**Assigned task**
In the list of ways to torment a teenager, what does Teenager Two wear his name tag on when he goes to work?

**Supplied passage**
Eight Ways to Torment Your Teenager:
One. While he is talking to his best friends (a.k.a. Da Boyz) over Discord with a headset and his microphone unmuted at the kitchen table, and you are slicing a cantaloupe on the cutting board — which has been sanitized, post-sweatsock — busy yourself around the room singing the lyrics to a half-remembered nonsense song from summer camp, circa 1975: “Can’t elope? Can’t elope? Honey, do! Honey, do!”
Two. While he is talking to Da Boyz over Discord with a headset and his microphone unmuted at the kitchen table, loudly offer treats to the cat and dog using high-octane baby talk: “Sweetpea want bicky? Sweetpea stand on hind legs for bicky? Not you, you naughty cat. Meow-Meow want treat? Meow-Meow naughty cat who no get treat!”
Three. Step in front of Teenager Two when he is trying to walk out of the house to go to work, reach toward him with both hands, and attempt to straighten the name tag he wears on his beach attendant uniform polo shirt. He’ll love that.
Four. When he complains there is “nothing to eat in this house,” reply with a list of dishes he is fully capable of preparing for himself if only he’d stand up and look in the fridge. A fruit salad with blueberries and banana, an omelet with cheddar and avocado, a smoothie with Greek yogurt and peaches, a bowl of magnificent leftover Persian rice-and-chicken with currants his mother made him for dinner last night . . . do not stop, keep going . . . a turkey sandwich on white, a grilled cheese . . . do not stop . . . .
Five. When Teenager Two has collapsed on the couch in the living room with his beanstalk legs stretched out over the couch arm on a rainy afternoon, immobilized and staring at the ceiling in woe because he is “so bored,” grab his stocking feet and squeeze them, shouting, “Feets! Feets!”

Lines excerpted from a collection
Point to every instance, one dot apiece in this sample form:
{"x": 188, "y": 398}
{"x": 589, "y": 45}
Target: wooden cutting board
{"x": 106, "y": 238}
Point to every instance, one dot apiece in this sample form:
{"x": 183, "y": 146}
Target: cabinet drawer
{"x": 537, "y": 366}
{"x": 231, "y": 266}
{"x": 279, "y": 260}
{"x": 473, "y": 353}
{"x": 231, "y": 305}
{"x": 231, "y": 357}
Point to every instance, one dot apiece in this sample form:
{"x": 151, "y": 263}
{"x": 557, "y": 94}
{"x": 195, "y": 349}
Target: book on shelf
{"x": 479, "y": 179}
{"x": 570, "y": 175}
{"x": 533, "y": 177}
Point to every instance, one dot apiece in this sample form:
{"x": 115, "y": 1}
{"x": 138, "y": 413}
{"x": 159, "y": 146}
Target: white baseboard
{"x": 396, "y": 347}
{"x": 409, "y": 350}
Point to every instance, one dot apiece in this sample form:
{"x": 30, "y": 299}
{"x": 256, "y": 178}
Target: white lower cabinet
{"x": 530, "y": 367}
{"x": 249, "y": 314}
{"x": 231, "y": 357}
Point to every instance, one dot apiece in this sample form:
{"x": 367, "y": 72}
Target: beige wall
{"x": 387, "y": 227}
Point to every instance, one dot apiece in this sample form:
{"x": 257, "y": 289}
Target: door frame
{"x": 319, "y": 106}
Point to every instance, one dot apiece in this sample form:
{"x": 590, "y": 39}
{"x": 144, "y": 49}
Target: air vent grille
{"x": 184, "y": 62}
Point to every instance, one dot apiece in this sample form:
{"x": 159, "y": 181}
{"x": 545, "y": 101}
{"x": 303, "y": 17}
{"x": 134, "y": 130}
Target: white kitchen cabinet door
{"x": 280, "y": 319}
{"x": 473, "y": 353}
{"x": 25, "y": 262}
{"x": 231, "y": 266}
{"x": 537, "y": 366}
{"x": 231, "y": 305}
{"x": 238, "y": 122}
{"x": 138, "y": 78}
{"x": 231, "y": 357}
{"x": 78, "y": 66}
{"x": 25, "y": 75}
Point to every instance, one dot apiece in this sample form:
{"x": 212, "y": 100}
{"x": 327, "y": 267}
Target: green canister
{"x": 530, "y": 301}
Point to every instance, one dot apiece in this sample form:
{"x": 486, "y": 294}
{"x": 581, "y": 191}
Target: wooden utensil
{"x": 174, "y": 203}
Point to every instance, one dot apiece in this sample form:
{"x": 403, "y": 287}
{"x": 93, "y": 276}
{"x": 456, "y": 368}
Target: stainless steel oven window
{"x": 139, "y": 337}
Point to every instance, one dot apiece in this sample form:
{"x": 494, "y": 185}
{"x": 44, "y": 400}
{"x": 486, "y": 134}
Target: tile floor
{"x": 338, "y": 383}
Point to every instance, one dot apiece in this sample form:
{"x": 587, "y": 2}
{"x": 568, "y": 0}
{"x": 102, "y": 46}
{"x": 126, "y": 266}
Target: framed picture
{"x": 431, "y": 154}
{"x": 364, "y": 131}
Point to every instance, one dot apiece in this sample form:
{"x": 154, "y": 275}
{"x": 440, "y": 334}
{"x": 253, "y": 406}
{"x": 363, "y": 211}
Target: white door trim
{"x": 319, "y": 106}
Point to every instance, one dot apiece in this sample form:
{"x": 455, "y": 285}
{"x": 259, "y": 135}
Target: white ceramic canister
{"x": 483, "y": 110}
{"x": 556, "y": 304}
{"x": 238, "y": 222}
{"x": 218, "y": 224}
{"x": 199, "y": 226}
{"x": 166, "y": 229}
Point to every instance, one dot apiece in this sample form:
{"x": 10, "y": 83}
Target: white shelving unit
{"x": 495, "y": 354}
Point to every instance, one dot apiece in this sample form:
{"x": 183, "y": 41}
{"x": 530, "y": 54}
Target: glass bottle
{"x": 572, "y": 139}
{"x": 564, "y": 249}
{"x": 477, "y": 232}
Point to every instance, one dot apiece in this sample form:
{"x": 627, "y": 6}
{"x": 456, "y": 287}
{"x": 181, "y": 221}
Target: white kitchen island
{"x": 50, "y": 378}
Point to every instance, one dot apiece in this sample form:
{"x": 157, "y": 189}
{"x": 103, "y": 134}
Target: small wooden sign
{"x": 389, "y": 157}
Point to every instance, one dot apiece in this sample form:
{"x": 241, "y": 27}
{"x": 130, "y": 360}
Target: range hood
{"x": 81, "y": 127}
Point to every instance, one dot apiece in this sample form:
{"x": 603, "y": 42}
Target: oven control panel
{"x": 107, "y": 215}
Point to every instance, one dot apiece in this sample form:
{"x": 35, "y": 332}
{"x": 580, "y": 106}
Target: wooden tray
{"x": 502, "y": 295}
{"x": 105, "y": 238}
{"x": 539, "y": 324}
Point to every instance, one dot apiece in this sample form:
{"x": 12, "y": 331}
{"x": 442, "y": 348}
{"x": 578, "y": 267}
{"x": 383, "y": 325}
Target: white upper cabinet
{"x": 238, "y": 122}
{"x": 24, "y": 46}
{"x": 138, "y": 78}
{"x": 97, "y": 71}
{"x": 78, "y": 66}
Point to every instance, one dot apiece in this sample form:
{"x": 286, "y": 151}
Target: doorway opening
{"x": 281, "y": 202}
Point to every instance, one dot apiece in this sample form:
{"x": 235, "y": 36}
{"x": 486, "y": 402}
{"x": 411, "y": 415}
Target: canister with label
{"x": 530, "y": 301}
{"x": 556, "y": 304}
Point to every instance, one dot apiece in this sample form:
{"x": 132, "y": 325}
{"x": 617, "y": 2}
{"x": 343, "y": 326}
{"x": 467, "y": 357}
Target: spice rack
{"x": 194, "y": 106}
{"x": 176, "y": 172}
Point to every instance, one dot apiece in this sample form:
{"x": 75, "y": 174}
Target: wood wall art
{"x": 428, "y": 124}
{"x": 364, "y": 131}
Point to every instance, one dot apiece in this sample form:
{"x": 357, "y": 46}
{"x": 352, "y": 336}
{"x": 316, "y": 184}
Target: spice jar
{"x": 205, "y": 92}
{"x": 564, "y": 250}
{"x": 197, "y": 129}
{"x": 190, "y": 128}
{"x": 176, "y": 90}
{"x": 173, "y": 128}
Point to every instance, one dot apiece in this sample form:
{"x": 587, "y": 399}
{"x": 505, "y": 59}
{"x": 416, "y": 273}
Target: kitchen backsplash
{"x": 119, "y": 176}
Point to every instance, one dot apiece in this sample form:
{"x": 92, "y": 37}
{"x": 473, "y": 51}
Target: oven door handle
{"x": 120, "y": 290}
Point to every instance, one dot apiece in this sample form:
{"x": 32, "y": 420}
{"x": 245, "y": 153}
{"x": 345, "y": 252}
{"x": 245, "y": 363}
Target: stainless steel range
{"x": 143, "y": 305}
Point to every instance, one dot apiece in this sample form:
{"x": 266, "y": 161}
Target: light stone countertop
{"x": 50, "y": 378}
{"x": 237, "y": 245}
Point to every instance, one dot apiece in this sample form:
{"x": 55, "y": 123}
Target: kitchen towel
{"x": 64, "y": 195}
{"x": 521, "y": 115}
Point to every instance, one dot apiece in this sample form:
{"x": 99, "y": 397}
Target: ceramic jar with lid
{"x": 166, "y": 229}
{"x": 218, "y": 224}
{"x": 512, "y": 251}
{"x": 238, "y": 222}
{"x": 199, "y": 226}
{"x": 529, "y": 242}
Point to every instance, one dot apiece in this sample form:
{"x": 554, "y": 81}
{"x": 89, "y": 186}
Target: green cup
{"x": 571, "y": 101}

**Output of the exercise**
His beach attendant uniform polo shirt.